Short problem -> Rewrite the records below with every "photograph" replaced by "image", leaving everything else unchanged. Omit the pictures from your answer.
— START Provided records —
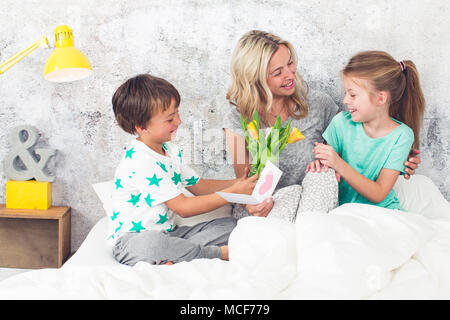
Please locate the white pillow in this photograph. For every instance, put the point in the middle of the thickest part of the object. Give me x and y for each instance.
(264, 251)
(104, 192)
(420, 195)
(351, 252)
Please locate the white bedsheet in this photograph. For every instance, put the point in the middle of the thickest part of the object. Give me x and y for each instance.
(354, 252)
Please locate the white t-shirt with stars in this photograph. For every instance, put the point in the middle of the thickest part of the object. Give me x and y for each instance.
— END Provided records —
Solution to this exercise ->
Please locate the white pillow in this image. For every instance, put the point in the middle of the thickest part of the object. Give me x and y for each instance.
(264, 251)
(104, 192)
(420, 195)
(351, 252)
Please locate the white bedsheet in this image. For every instance, put the point in the middle of the thickest part of the object. Give me x and y for each instance.
(354, 252)
Please locate the white t-shirt with stars in this image. For every instance, put the point in the middle of the thickest part of the object. Give me x and y for each instance.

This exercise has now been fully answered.